Data entries:

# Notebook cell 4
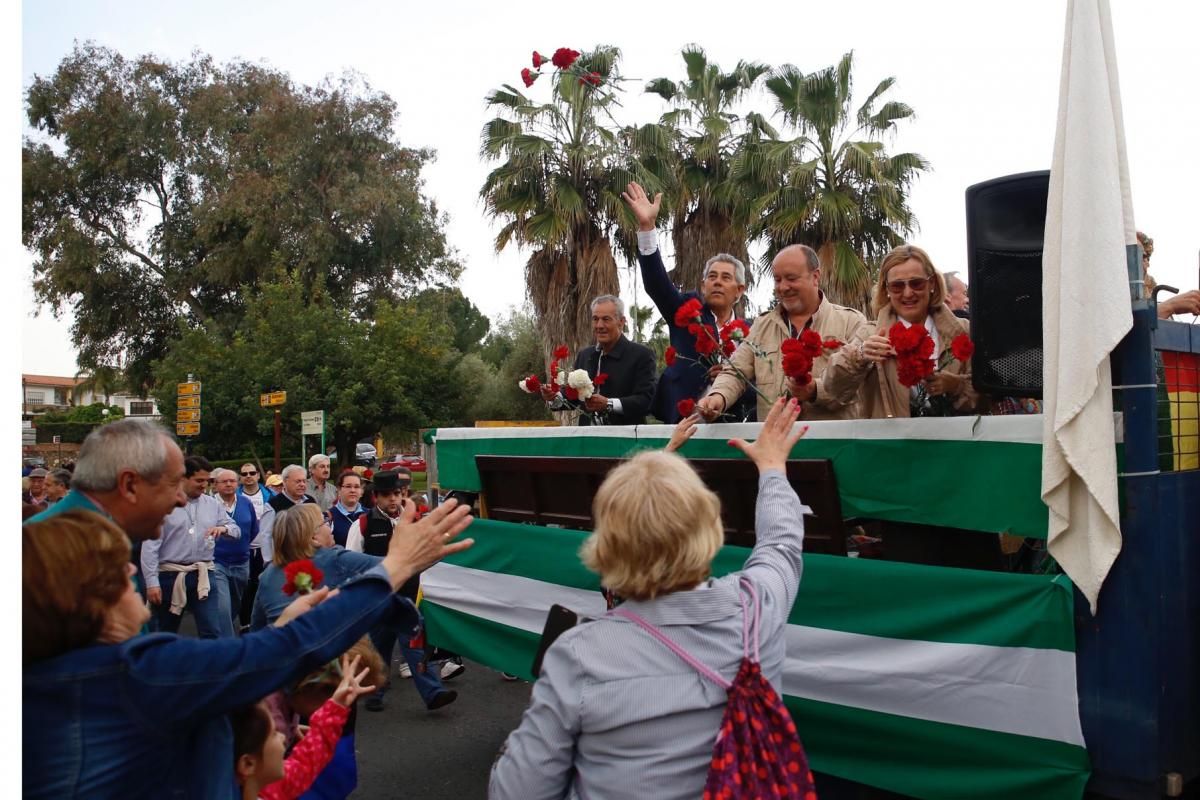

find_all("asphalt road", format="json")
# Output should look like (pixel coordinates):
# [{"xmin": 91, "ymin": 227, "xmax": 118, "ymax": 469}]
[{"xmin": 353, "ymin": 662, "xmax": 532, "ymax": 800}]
...
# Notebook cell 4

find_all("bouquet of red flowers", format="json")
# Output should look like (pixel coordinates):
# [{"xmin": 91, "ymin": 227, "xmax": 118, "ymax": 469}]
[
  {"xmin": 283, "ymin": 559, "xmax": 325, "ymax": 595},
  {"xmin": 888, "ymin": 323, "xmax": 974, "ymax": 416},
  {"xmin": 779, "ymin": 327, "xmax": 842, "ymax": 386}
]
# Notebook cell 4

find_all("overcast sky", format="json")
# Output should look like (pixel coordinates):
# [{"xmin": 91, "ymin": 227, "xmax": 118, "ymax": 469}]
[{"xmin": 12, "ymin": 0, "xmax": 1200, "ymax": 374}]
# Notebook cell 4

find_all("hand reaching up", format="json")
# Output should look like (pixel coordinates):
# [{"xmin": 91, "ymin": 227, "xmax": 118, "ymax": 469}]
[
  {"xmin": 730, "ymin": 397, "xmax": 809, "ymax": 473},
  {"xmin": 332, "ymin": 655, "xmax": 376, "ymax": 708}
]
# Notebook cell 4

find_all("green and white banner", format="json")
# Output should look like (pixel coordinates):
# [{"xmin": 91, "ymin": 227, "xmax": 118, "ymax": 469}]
--
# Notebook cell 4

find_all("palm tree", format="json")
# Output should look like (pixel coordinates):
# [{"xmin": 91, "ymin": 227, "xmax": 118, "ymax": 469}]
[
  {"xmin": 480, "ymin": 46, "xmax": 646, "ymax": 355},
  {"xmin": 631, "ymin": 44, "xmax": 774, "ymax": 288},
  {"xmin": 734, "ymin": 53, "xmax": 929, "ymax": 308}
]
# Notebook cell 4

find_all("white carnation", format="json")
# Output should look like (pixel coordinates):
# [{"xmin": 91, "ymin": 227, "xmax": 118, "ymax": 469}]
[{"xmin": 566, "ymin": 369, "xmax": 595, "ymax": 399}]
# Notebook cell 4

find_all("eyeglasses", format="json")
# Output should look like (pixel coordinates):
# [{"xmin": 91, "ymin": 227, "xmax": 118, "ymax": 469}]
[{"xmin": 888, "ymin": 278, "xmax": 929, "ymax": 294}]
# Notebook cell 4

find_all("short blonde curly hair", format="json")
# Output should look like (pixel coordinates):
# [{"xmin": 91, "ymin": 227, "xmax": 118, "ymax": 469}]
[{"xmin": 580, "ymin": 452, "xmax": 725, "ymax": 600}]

Exercise objective: Extract each line of the data above that contains the word "white".

The solution:
find_all("green and white banner", format="json")
find_all("white carnation", format="json")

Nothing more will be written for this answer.